PAGE TEXT.
============================================================
Because you know, that's what everyone likes to do with their Friday nights. 

Since her book, Davidson has only upped her ghost-hunting game. Her toolkit holds an electromagnetic field (or EMF) meter, a pendulum and a set of dowsing rods. There was not, as I expected a "Ghostbusters" proton pack. 

We walked among the hundreds of graves, looking for some sort of signal from the EMF. The light stayed green (meaning there were no electrical charges around us), but Davidson said she "felt a pull" to the grave of Vincent Shofner. She got unusually quiet walking towards the man's tomb and apologized for getting emotional. I think it goes without saying that taken on the feelings surrounding other people's deaths is bound to get a little depressing. 

"I sense that he died from an overdose," she said, eyes closed and kneeled in front of his heavily decorated grave. "He shouldn't have died."

According to Davidson, she said people stop from crossing over usually because they're attached to someone, something, or they feel like there's something left they still have to accomplish. She did an investigation at the Live Oak Inn where the staff said they were having a hard time remodeling. After speaking with the spirit who was still living in the inn, she uncovered the easily fixable problem.
============================================================
Saved entries
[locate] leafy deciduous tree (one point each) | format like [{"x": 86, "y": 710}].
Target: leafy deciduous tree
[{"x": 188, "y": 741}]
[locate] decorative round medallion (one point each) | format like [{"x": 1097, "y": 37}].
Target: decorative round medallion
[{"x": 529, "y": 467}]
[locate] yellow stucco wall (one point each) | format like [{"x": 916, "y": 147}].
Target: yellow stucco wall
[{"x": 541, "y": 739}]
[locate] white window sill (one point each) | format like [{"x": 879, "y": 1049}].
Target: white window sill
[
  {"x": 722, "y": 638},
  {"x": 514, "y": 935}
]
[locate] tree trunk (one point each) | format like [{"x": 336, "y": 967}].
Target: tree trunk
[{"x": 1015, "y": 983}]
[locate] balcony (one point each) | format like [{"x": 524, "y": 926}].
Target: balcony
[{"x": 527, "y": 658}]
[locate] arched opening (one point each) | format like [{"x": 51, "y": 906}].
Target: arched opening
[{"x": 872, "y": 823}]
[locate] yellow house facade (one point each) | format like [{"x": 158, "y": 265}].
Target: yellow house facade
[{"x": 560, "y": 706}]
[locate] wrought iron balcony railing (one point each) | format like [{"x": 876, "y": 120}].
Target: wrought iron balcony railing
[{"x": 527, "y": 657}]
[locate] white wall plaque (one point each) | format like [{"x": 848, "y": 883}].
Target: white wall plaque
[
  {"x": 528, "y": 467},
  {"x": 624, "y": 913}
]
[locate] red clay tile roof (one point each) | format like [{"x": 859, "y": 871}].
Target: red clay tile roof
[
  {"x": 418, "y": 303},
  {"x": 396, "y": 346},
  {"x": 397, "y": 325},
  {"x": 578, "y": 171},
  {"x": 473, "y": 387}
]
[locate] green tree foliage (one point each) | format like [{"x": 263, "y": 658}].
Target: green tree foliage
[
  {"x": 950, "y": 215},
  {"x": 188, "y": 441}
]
============================================================
Return the ghost-hunting passage in full, word for word, with no changes. The lines above are not required for what comes next.

Because you know, that's what everyone likes to do with their Friday nights. 

Since her book, Davidson has only upped her ghost-hunting game. Her toolkit holds an electromagnetic field (or EMF) meter, a pendulum and a set of dowsing rods. There was not, as I expected a "Ghostbusters" proton pack. 

We walked among the hundreds of graves, looking for some sort of signal from the EMF. The light stayed green (meaning there were no electrical charges around us), but Davidson said she "felt a pull" to the grave of Vincent Shofner. She got unusually quiet walking towards the man's tomb and apologized for getting emotional. I think it goes without saying that taken on the feelings surrounding other people's deaths is bound to get a little depressing. 

"I sense that he died from an overdose," she said, eyes closed and kneeled in front of his heavily decorated grave. "He shouldn't have died."

According to Davidson, she said people stop from crossing over usually because they're attached to someone, something, or they feel like there's something left they still have to accomplish. She did an investigation at the Live Oak Inn where the staff said they were having a hard time remodeling. After speaking with the spirit who was still living in the inn, she uncovered the easily fixable problem.